* _Reading passage_
** Start **

For India, a well-developed energy market in Nepal also offers an opportunity to expand its manufacturing sector, shifting the industries that consume large amount of electricity and water into Nepal's government hosted Special Economic Zones (SEZs). Thousands of skilled, semi-skilled and unskilled Nepali men and women, migrating to Malaysia, Qatar, Saudi Arabia, UAE and other countries, could instead prove an attractive and competitive workforce for Indian industries in Nepal.
For Nepal, the money earned from energy trade as well as hosting Indian industries will not only help to bring down trade deficit and improve balance of payments, but also increase its stagnant growth and create new jobs in the economy, which will help to reverse migration of the manpower.
The energy cooperation between the two countries will help India in meeting its demand during the peak hours in the summer, when the melting snow-fed rivers of Nepal offer peak energy generation potential. By promoting its energy consumption in favor of renewable sources, India will reduce dependence on thermal and nuclear power plants. This will significantly reduce India's carbon foot-print, contributing to fulfilling its international commitments on Nationally Determined Contributions (NDCs), including Paris Accord.

** End **

* _Dataset excerpt_

** Start **

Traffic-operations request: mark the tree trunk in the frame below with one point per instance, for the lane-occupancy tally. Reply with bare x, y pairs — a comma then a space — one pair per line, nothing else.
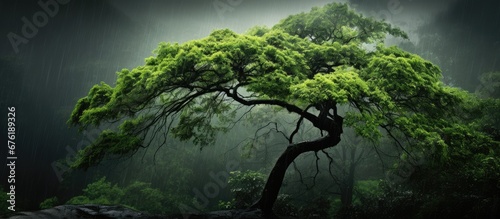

** End **

* _Work to do_
A - In the passage on India–Nepal energy cooperation, what power plants would India depend on less by favoring renewable sources?
B - Can you update the India–Nepal energy passage by restating it starting at "The energy cooperation" and ending at "including Paris Accord.", with "carbon foot-print" swapped for "greenhouse gas emissions"?
C - What would the next part of the passage on India–Nepal energy cooperation say? Write it, picking up after its final sentence.

* _Answers per task_
A - Thermal and nuclear power plants.

B -
The energy cooperation between the two countries will help India in meeting its demand during the peak hours in the summer, when the melting snow-fed rivers of Nepal offer peak energy generation potential. By promoting its energy consumption in favor of renewable sources, India will reduce dependence on thermal and nuclear power plants. This will significantly reduce India's greenhouse gas emissions, contributing to fulfilling its international commitments on Nationally Determined Contributions (NDCs), including Paris Accord.

C -
Bangladesh already imports 600 MW of electricity from India and is looking to up that figure to 1000 MW in the coming years. There is also a plan to build an oil and gas pipeline between the two countries that will further boost mutual cooperation between two emerging economies. Additionally, there is a plan to set up a pipeline from Numaligarh refinery in Assam, which will boost supply of diesel into Bangladesh.
Meanwhile, there is also an ambitious plan to lay 6900 km pipeline that will bring in Myanmar’s natural gas into India and Bangladesh. The project promises to bring mutual benefits to all three countries. In the long-run, the project will spurt new discoveries of natural gas reserves in Myanmar, since the limited natural gas reserves in Shwe region is not sufficient to sustain long-term supply. This is because, the gas reserves in Shwe region is already being extracted to supply to China under their bilateral trade agreement.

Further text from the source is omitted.